» Goal
Revise the listing below by replacing "integer pixel coordinates" with "whole-number pixel coordinates" everywhere it occurs, leaving everything else unchanged. Leave the pictures out of your version.

_ _ _

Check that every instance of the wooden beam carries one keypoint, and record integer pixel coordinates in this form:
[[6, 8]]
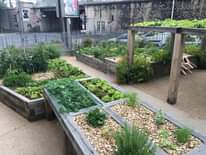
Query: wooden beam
[[175, 68], [131, 41]]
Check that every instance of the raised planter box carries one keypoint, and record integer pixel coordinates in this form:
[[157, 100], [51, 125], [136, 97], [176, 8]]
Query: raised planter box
[[82, 143], [103, 66], [65, 119], [93, 95], [30, 109], [109, 66]]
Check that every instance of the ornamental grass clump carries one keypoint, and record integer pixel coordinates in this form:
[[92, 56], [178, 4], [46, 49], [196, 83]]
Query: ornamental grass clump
[[159, 118], [132, 99], [183, 135], [96, 118], [15, 78], [133, 141]]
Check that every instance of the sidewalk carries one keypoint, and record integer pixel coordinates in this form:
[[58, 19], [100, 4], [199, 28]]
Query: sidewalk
[[183, 117]]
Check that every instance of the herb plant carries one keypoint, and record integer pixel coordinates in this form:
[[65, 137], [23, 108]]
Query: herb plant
[[133, 141], [132, 99], [159, 118], [102, 90], [69, 95], [183, 135], [15, 78], [96, 118], [164, 140], [64, 70]]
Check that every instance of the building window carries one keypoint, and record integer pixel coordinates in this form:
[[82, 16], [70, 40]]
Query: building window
[[25, 14], [98, 26], [103, 26]]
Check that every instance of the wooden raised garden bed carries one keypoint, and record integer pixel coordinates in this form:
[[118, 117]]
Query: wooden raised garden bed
[[103, 91], [89, 140], [30, 109]]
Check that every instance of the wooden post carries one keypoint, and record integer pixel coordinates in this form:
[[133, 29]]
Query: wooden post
[[175, 68], [131, 40]]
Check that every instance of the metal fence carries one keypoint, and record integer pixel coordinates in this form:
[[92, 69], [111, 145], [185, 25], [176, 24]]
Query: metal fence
[[27, 39]]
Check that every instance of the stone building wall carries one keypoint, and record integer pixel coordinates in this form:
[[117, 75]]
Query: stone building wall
[[115, 16]]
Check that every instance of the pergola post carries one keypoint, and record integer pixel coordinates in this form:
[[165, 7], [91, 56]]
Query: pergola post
[[131, 41], [175, 68]]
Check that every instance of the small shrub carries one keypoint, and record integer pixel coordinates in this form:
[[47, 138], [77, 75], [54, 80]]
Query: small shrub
[[159, 118], [183, 135], [96, 118], [15, 78], [133, 141], [64, 70], [132, 99], [164, 141], [137, 72], [87, 42]]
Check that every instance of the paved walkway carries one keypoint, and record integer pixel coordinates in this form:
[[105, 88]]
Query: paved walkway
[[174, 111]]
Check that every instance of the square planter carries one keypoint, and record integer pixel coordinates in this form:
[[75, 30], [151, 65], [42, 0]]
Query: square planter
[[30, 109], [145, 110], [65, 119], [93, 93]]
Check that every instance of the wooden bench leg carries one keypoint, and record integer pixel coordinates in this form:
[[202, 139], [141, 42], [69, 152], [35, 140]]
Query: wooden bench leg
[[49, 112]]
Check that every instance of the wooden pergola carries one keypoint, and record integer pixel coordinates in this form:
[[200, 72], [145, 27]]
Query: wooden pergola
[[177, 40]]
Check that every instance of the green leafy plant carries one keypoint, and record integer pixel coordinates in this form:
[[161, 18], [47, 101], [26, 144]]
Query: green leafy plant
[[159, 118], [164, 140], [29, 60], [103, 90], [133, 141], [15, 78], [139, 71], [87, 42], [132, 99], [96, 118], [183, 135], [69, 95], [34, 92], [64, 70]]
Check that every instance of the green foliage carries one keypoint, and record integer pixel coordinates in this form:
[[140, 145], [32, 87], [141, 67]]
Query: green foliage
[[102, 90], [15, 78], [69, 95], [96, 118], [28, 60], [183, 135], [139, 71], [64, 70], [87, 42], [133, 141], [34, 92], [105, 49], [164, 140], [186, 23], [132, 99], [159, 118]]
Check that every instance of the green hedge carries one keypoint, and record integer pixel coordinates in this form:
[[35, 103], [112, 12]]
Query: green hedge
[[28, 60]]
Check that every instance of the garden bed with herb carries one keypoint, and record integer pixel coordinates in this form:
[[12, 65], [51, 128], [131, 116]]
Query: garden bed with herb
[[99, 134], [165, 134], [25, 74], [102, 90]]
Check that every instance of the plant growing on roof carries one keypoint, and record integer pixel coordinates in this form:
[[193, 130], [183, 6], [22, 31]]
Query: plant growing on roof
[[96, 117]]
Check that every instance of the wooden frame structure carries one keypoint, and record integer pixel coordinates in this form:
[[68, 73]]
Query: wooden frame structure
[[177, 41]]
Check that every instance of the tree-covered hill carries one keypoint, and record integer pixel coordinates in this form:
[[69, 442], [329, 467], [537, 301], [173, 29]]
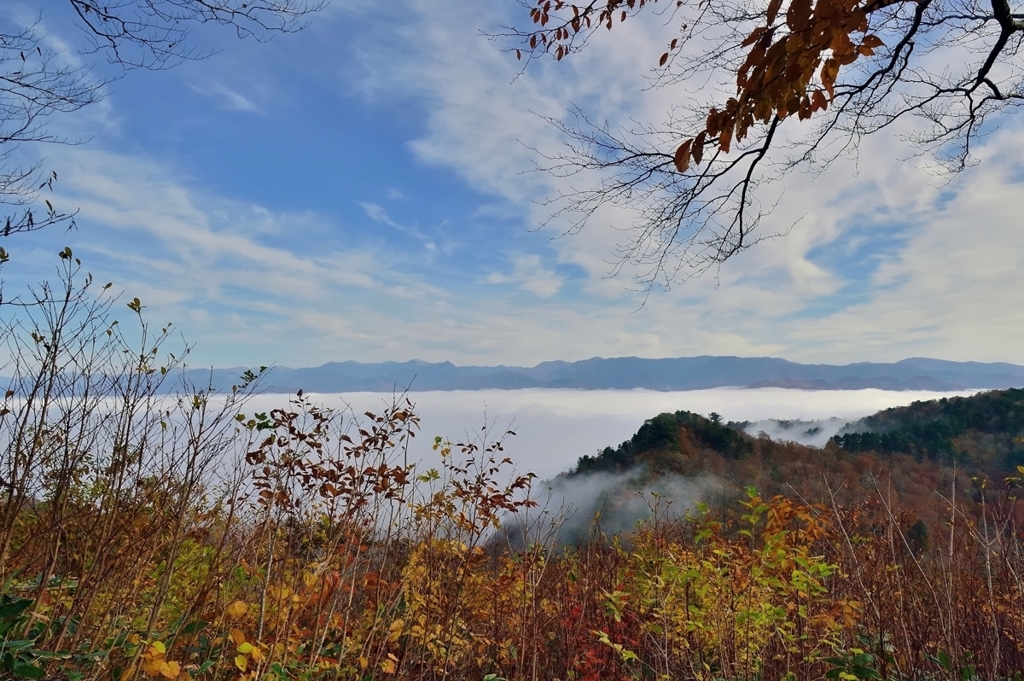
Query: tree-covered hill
[[905, 454], [984, 428]]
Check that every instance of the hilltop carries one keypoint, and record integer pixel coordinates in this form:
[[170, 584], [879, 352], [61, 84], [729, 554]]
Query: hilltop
[[907, 454]]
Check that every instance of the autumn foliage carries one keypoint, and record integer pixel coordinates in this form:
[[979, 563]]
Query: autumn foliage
[[150, 535]]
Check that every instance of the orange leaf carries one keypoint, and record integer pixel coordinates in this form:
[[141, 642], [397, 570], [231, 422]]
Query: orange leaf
[[237, 609], [698, 146], [871, 41], [682, 158]]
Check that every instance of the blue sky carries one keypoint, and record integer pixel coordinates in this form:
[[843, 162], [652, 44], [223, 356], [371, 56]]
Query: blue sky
[[360, 190]]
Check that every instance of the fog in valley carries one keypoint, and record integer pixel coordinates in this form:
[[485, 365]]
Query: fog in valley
[[556, 427]]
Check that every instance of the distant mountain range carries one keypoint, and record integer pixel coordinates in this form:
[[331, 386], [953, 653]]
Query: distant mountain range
[[630, 373]]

_ _ _

» Reply to the task
Check that every instance of the wooden beam carries one keypoint, and record whole-number pixel coordinates in this form:
[[6, 8]]
Query: wooden beam
[[175, 68], [131, 41]]
Check that every instance of the raised planter box carries one keypoint, and record whole-number pixel coordinates in this form:
[[157, 100], [51, 125], [136, 97], [176, 8]]
Query: raised planter box
[[82, 143], [103, 66], [65, 119], [93, 95], [30, 109], [109, 66]]
Check that every instance of the ornamental grass clump carries one keypoint, and record whole-number pixel coordinates in this form:
[[92, 56], [178, 4], [46, 49], [196, 83]]
Query: ornamental grass clump
[[159, 118], [132, 99], [183, 135], [96, 118], [15, 78], [133, 141]]
Check that every instance of the sidewalk carries one keypoint, and record whole-number pixel coordinates in this form:
[[58, 19], [100, 4], [199, 28]]
Query: sidewalk
[[183, 117]]
Check that every instance of the herb plant carries one keypoint, and record whole-number pixel coordinates in this form:
[[65, 137], [23, 108]]
Query: herb plant
[[133, 141], [132, 99], [159, 118], [102, 90], [69, 95], [183, 135], [15, 78], [96, 118], [164, 140], [64, 70]]
Check that every instance of the building window carries one keypoint, and record whole-number pixel coordinates in this form:
[[82, 16], [70, 40]]
Query: building window
[[25, 14], [98, 26], [103, 26]]
Check that every instance of the wooden raised garden bed carries one keypoint, and record whole-number pixel coordinates in this form:
[[118, 117]]
Query: wooden raised garden bed
[[103, 91], [89, 140], [30, 109]]
Check that every instance of the wooden post carries one keypoint, and record whole-number pixel coordinates in this form:
[[133, 29]]
Query: wooden post
[[175, 68], [131, 40]]
Check that every instance of the metal fence carries one keypoint, and record whole-number pixel coordinates in this form:
[[92, 69], [111, 145], [185, 25], [176, 24]]
Query: metal fence
[[27, 39]]
Check that every instance of the stone building wall carries one keypoint, and record whole-number pixel coordinates in this form:
[[117, 75]]
Query: stone building wall
[[115, 16]]
Check that every instance of the pergola post carries one keypoint, and record whole-number pixel coordinates in this form:
[[165, 7], [91, 56]]
Query: pergola post
[[131, 41], [175, 68]]
Check that every instance of the small shrub carries one keypoint, and record whole-number pixel coordinates in this form:
[[47, 138], [77, 75], [54, 80]]
Query: small shrub
[[159, 118], [183, 135], [96, 118], [15, 78], [133, 141], [64, 70], [132, 99], [164, 141], [137, 72], [87, 42]]
Check that every instance of the paved walkway carries one keypoint, and record whole-number pixel coordinates in this form:
[[105, 88]]
Query: paved walkway
[[174, 111]]
Check that every instance of the square planter carries one keypoint, and record whole-number pixel coordinates in this form:
[[75, 30], [151, 65], [42, 0]]
Query: square planter
[[30, 109], [145, 110], [65, 119], [93, 93]]
Check that every instance of the wooden bench leg carries one keypoint, and record whole-number pixel coordinates in this form:
[[202, 139], [141, 42], [69, 152], [35, 140]]
Query: wooden bench leg
[[49, 112]]
Check that every instance of the wooden pergola carries one keypoint, and record whole-number pixel coordinates in this form:
[[200, 72], [145, 27]]
Query: wooden pergola
[[177, 40]]
Check that every instance of the green leafy plant carries one keypoint, and record whole-number pixel coordinates in this form:
[[161, 18], [47, 101], [26, 144]]
Query: green leafy plant
[[159, 118], [164, 140], [29, 60], [103, 90], [133, 141], [15, 78], [139, 71], [87, 42], [132, 99], [96, 118], [183, 135], [69, 95], [34, 92], [64, 70]]
Check that every instance of the green foliage carries one keypoint, and record whole-number pixel coordinates in this form:
[[140, 145], [32, 87], [141, 67]]
Query: green foliage
[[102, 90], [15, 78], [69, 95], [96, 118], [28, 60], [183, 135], [139, 71], [64, 70], [87, 42], [133, 141], [34, 92], [105, 49], [164, 140], [186, 23], [132, 99], [159, 118]]
Check that every instance of the green hedge carries one keypoint, and record whole-number pixel coordinates in this form:
[[35, 103], [112, 12]]
Query: green hedge
[[28, 60]]
Check that every instance of the garden bed with herb carries one keypoint, and record whole-number pixel coordinates in this form:
[[12, 65], [51, 128], [131, 116]]
Query: garden bed with herb
[[99, 134], [165, 134], [25, 74], [102, 90]]
Check that every instance of the plant growing on roof carries one keypoint, and record whole-number pixel coordinates in this form:
[[193, 130], [183, 6], [22, 31]]
Query: plant growing on roof
[[96, 117]]
Check that every instance of the wooden frame structure carries one keypoint, and record whole-number pixel coordinates in this form:
[[68, 73]]
Query: wooden frame structure
[[177, 41]]
Check that every instance of the tree-covered hill carries one keypoint, and record whole-number pixel coordinates in this form:
[[69, 442], [329, 467], [537, 301], [173, 29]]
Query: tree-covered hill
[[905, 454], [984, 428]]
Check that every instance of the hilltop carries one keypoint, and record whole-number pixel coordinates in this form:
[[170, 584], [879, 352], [61, 84], [729, 554]]
Query: hilltop
[[907, 454]]
Check that every instance of the autumn foliage carries one keypoint, and record whole-number pixel coordinates in this form:
[[979, 563]]
Query: autumn foliage
[[150, 535]]
Check that every instance of the orange leaf carries one keypoint, and record whole-number pixel coordinates in this form:
[[141, 642], [397, 570], [231, 422]]
Query: orange leaf
[[237, 609], [698, 146], [871, 41], [682, 158]]
Check that every instance of the blue sky carries one keypoint, and record whole-number pixel coordinates in this form:
[[843, 162], [652, 44], [223, 356], [371, 56]]
Query: blue sky
[[360, 190]]
Check that every instance of the fog in valley carries one keypoint, and record whole-number pixel coordinates in this form:
[[485, 365]]
Query: fog in valley
[[556, 427]]
Check that every instance of the distant mountain range carries one keypoint, and record whole-number pixel coordinates in this form:
[[331, 386], [953, 653]]
Query: distant mountain range
[[630, 373]]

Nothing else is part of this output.